[Records from a point labeling set]
* * * * *

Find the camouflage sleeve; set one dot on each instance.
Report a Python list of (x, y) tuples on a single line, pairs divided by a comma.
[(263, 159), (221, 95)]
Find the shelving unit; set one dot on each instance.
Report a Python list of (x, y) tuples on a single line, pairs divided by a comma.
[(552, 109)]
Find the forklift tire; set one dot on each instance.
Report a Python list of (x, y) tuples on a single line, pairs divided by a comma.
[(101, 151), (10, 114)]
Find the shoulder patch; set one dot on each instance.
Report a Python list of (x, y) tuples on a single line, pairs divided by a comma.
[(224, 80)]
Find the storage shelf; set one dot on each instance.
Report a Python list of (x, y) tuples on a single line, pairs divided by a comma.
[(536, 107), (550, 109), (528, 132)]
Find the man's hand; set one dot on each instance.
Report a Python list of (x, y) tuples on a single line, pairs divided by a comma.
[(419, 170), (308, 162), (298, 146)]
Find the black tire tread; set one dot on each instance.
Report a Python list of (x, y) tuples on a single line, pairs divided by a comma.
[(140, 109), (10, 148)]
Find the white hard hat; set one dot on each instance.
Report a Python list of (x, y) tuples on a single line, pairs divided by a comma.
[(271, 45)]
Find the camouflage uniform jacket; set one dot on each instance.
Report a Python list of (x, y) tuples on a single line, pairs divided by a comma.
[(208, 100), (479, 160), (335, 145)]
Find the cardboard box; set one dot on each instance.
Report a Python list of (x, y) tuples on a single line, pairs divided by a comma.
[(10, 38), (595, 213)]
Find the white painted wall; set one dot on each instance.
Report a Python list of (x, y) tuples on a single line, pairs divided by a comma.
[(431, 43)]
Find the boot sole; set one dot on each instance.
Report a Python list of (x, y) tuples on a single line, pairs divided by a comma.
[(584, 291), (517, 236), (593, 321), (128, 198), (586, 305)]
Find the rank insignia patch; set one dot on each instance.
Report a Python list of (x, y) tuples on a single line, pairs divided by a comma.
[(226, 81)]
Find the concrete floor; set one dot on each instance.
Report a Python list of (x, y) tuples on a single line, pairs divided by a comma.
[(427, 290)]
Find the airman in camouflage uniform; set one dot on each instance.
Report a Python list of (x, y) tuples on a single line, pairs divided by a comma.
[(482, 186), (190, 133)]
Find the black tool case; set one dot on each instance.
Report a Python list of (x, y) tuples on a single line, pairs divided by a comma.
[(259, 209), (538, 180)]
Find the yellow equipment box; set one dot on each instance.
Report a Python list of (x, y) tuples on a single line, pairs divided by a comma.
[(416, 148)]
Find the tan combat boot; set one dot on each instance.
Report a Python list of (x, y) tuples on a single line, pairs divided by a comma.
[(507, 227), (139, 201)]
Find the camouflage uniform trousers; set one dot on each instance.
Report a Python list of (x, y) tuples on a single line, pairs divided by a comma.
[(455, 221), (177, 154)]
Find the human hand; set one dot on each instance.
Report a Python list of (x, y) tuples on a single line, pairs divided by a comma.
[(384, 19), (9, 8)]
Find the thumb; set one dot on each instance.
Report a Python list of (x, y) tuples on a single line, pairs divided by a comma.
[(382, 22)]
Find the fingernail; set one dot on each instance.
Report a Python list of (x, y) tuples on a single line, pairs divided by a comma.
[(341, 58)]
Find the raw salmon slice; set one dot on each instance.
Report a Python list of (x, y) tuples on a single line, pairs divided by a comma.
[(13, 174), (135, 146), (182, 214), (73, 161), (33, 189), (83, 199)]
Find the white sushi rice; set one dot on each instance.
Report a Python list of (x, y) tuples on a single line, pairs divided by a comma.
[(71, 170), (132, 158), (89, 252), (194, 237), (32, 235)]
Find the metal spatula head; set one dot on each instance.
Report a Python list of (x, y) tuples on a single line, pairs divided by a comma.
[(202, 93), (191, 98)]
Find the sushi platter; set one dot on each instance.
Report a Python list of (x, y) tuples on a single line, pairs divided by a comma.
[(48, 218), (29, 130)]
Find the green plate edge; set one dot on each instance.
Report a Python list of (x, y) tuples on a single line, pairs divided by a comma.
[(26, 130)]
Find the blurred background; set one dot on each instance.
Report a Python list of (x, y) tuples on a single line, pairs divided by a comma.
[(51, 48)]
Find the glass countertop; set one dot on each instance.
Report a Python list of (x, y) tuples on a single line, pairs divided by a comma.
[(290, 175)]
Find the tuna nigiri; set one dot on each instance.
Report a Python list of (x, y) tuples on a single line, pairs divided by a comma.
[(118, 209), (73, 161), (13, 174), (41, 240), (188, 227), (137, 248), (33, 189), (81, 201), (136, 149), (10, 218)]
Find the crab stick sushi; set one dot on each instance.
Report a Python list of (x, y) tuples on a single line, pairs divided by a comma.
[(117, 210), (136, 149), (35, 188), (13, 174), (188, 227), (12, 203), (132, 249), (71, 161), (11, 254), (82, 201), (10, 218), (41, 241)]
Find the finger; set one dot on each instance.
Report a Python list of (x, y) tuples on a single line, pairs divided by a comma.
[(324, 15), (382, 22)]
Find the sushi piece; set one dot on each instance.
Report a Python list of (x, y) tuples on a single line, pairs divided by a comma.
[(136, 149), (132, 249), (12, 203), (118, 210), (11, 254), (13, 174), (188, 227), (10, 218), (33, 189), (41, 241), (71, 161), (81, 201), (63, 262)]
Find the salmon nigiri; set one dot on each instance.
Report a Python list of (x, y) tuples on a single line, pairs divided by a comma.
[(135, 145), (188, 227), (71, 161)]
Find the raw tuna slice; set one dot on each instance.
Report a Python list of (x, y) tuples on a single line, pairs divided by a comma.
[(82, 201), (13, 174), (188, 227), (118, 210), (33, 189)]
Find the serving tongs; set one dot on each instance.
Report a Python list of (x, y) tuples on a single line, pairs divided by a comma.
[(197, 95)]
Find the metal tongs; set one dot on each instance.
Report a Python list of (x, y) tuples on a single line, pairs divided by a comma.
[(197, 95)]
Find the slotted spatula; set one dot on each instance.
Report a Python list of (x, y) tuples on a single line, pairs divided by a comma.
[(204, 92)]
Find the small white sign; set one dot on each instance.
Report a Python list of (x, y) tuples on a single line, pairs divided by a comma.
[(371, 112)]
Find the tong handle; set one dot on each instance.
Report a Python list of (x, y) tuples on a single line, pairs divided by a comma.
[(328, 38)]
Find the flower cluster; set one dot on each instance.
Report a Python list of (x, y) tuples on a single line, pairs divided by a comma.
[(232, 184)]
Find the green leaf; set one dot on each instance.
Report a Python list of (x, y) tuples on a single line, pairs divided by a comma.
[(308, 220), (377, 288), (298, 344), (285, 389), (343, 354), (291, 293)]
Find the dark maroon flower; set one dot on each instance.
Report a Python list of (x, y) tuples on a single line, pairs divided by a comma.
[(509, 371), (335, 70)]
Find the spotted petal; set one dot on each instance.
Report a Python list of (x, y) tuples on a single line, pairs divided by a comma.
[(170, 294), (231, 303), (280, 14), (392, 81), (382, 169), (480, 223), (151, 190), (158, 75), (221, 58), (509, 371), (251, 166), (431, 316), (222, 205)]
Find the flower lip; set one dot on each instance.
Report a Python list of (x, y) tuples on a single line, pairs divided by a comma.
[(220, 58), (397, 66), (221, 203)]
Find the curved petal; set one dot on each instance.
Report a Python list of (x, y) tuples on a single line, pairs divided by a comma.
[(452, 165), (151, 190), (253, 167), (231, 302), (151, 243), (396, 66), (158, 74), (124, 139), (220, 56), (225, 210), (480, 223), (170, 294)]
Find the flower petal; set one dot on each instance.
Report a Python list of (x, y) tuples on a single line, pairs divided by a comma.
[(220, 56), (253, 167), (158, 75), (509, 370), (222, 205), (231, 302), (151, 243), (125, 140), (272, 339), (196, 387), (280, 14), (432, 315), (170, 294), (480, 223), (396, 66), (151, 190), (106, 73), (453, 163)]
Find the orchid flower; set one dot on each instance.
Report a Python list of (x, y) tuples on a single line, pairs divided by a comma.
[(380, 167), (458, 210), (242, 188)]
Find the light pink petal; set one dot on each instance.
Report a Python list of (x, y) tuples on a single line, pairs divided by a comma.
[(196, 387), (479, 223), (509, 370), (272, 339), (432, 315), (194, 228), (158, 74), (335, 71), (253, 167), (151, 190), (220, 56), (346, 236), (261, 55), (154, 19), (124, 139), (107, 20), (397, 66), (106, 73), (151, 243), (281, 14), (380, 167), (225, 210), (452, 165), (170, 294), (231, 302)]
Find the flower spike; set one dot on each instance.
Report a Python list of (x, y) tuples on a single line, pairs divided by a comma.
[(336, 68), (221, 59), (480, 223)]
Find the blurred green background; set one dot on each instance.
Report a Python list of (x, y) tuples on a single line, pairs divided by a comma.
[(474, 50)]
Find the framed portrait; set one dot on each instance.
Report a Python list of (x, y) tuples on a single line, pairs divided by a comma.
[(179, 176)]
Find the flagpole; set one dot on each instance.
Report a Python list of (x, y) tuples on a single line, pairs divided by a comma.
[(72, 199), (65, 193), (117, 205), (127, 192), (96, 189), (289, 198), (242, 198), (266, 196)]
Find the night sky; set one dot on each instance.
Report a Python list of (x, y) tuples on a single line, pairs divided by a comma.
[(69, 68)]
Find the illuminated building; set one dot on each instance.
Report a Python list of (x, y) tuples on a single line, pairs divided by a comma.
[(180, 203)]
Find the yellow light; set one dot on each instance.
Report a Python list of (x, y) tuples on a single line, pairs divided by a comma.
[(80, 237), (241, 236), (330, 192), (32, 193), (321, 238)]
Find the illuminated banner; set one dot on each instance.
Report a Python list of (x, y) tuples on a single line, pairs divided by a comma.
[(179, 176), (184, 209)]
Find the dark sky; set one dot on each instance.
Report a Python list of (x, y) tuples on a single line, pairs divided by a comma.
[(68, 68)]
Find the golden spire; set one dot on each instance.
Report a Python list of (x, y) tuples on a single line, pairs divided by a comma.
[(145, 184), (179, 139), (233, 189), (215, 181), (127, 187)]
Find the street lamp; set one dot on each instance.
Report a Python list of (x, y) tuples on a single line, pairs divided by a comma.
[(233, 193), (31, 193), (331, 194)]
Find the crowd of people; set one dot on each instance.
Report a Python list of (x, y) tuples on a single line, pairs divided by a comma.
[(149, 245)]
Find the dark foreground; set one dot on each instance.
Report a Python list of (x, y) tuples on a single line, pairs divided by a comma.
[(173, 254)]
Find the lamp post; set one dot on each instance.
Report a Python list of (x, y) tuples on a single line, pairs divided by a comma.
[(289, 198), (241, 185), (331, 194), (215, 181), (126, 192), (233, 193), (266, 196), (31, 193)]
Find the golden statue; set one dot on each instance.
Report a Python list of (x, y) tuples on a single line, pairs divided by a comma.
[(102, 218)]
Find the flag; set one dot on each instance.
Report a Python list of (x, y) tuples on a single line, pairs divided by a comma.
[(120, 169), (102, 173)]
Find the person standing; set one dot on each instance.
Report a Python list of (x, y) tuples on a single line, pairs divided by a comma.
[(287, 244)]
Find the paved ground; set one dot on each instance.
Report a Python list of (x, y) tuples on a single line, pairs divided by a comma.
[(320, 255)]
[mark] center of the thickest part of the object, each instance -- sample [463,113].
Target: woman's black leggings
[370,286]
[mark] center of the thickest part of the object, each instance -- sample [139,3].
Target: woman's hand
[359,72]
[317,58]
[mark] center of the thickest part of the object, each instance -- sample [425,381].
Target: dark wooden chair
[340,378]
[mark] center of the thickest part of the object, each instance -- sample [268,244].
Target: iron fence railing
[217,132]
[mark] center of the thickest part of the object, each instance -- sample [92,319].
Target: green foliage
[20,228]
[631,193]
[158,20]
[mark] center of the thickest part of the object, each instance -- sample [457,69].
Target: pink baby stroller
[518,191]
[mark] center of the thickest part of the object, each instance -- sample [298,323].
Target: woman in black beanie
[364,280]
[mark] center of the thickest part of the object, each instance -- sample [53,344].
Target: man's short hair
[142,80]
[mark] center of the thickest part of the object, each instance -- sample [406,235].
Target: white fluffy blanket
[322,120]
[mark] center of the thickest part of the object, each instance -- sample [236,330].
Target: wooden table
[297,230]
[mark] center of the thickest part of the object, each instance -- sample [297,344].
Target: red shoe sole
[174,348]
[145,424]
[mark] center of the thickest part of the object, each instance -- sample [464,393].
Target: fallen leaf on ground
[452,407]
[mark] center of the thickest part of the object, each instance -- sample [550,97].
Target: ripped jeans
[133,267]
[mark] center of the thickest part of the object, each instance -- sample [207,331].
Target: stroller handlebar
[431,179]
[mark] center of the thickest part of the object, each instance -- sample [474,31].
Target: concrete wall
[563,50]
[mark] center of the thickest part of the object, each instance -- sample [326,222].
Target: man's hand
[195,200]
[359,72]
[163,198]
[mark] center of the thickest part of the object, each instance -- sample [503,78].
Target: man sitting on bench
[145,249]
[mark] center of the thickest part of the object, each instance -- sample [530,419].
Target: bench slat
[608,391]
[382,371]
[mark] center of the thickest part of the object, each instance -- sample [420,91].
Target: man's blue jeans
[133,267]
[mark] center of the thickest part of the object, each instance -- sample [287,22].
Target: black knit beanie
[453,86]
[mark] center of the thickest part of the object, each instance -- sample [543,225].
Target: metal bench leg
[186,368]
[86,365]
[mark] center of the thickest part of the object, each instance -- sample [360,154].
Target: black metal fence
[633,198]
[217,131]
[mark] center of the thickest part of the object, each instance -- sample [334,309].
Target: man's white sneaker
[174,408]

* * * * *

Your goal =>
Copy word for word the lines of data from the line with "Find the crab" to the line with "218), (41, 241)]", both included.

Expected answer =>
Find the crab stick sushi; set one dot on each instance.
Report a Python list of (x, y) tuples on a single line, pairs divided by a comma.
[(117, 210), (136, 149), (35, 188), (13, 174), (188, 227), (12, 203), (132, 249), (71, 161), (11, 254), (82, 201), (10, 218), (41, 241)]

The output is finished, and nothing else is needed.